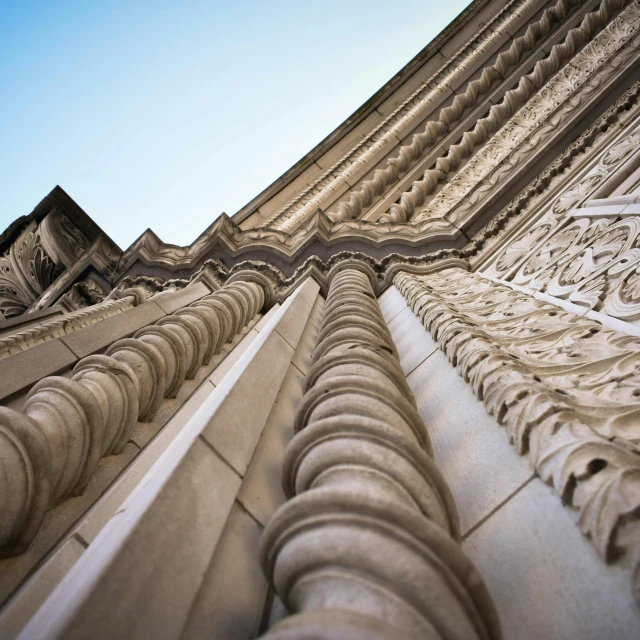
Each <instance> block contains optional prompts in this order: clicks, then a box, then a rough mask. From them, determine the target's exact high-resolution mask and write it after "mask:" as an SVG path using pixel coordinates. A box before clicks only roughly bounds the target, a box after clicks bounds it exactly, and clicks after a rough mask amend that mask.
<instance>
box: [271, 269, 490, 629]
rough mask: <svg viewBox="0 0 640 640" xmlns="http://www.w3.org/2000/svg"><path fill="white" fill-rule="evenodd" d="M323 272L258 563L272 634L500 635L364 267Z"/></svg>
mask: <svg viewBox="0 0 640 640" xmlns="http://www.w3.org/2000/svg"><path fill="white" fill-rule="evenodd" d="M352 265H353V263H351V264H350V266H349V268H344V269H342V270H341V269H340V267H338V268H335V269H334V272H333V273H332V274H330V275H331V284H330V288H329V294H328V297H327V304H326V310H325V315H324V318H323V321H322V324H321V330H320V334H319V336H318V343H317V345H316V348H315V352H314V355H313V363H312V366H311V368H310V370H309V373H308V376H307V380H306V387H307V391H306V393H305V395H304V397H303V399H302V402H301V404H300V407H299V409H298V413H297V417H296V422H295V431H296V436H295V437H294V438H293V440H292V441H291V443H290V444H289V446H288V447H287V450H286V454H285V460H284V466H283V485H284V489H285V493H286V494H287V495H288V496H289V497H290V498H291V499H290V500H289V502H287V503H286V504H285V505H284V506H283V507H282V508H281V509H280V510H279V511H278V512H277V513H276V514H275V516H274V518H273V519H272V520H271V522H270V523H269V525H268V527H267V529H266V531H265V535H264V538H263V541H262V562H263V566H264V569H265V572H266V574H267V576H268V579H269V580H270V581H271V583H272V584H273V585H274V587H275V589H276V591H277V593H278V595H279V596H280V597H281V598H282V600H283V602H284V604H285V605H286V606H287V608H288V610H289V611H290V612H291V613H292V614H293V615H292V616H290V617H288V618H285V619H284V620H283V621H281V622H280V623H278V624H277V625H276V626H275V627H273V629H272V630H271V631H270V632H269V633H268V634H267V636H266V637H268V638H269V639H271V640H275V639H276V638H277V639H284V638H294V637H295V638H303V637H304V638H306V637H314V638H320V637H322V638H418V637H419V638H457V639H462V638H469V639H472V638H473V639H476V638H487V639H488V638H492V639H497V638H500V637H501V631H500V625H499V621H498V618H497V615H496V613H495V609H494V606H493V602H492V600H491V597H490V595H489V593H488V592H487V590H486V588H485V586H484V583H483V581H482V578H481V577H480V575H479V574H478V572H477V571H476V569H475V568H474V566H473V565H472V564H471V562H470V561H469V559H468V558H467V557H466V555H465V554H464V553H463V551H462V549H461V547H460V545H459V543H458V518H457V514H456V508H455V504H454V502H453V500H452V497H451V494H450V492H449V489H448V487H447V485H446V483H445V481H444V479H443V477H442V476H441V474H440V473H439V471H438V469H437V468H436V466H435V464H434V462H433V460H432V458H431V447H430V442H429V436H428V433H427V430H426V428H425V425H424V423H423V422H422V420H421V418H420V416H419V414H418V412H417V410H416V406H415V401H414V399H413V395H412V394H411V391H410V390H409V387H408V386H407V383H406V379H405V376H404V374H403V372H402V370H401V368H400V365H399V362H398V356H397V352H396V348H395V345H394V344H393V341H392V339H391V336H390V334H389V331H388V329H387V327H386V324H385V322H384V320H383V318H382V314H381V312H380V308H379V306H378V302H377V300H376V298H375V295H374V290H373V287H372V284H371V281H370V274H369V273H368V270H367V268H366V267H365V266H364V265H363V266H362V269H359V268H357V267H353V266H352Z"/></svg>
...
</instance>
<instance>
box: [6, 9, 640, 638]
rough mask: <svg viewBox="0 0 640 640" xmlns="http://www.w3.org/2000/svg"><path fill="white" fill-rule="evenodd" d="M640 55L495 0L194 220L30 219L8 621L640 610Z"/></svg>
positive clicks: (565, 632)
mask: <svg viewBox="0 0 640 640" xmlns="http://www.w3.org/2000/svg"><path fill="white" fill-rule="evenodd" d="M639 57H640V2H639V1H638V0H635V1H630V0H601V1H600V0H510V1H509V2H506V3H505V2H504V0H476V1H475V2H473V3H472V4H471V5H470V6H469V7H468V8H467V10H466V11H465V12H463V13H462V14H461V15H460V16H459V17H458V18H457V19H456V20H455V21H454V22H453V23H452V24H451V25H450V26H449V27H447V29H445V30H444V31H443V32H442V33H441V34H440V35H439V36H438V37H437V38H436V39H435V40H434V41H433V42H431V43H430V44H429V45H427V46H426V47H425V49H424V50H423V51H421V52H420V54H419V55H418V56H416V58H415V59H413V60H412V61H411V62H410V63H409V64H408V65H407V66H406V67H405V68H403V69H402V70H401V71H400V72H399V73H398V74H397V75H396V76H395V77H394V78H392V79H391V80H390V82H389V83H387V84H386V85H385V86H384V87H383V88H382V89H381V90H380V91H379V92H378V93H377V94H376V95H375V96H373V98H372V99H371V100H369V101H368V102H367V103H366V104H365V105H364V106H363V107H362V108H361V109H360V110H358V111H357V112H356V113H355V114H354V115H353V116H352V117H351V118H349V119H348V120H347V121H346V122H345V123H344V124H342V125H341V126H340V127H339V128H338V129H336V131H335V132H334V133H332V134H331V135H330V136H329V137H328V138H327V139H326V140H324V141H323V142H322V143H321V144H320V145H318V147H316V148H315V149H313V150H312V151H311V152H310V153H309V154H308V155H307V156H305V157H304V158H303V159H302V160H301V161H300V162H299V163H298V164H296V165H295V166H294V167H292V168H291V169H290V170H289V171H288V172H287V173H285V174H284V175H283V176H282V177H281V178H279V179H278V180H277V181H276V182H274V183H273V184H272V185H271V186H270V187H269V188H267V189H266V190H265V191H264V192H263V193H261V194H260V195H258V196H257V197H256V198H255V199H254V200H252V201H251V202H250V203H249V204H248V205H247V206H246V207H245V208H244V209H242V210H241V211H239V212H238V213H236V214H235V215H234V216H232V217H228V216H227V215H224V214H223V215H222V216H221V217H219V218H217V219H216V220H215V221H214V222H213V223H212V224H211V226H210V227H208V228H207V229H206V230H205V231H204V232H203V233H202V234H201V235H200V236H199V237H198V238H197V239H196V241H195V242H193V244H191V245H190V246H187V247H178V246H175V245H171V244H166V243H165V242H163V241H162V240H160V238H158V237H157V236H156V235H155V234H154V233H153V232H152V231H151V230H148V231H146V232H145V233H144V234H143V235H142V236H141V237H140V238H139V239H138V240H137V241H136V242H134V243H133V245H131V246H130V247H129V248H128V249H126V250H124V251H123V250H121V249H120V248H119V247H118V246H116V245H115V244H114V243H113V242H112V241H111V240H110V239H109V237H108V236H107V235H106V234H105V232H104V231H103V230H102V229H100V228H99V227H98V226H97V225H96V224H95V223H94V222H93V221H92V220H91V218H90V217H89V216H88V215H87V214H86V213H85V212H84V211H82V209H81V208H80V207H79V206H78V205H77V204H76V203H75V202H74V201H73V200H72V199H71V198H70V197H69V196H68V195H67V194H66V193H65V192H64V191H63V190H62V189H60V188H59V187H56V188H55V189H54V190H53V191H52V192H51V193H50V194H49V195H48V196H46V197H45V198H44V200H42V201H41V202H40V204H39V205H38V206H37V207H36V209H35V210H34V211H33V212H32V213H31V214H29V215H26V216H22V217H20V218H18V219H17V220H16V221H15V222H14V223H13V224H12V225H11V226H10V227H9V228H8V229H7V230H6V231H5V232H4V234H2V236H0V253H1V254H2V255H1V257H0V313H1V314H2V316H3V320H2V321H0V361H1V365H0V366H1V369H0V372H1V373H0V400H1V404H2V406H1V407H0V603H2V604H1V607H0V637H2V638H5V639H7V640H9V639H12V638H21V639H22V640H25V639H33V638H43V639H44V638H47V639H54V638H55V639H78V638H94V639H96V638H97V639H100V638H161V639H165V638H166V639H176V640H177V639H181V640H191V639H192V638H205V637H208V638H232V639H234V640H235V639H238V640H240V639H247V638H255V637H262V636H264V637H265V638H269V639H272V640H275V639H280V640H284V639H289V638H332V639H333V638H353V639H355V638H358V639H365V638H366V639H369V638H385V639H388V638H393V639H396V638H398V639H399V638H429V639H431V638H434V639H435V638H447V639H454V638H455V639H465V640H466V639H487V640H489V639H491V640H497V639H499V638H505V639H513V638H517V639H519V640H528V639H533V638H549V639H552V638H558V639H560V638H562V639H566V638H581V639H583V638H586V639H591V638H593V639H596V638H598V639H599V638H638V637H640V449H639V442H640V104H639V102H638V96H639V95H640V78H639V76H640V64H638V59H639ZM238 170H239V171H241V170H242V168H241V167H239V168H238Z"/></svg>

INSTRUCTIONS FOR THE TASK
Duplicate the entries above, beginning at the line that contains "Each <instance> block" and stopping after the line that contains "272L258 563L272 634L500".

TASK OUTPUT
Each <instance> block contains optional prompts in this order: clicks, then a box, then a rough mask. From them, determine the target's exact high-resolution mask and write it after "mask:" as an SVG path using pixel coordinates. A box before clicks only roughly bounds the target, a box after clicks bounds it exactly, and clicks after a rough mask amend that mask.
<instance>
box: [271, 269, 490, 629]
rough mask: <svg viewBox="0 0 640 640" xmlns="http://www.w3.org/2000/svg"><path fill="white" fill-rule="evenodd" d="M323 272L258 563L272 634L500 635L364 267Z"/></svg>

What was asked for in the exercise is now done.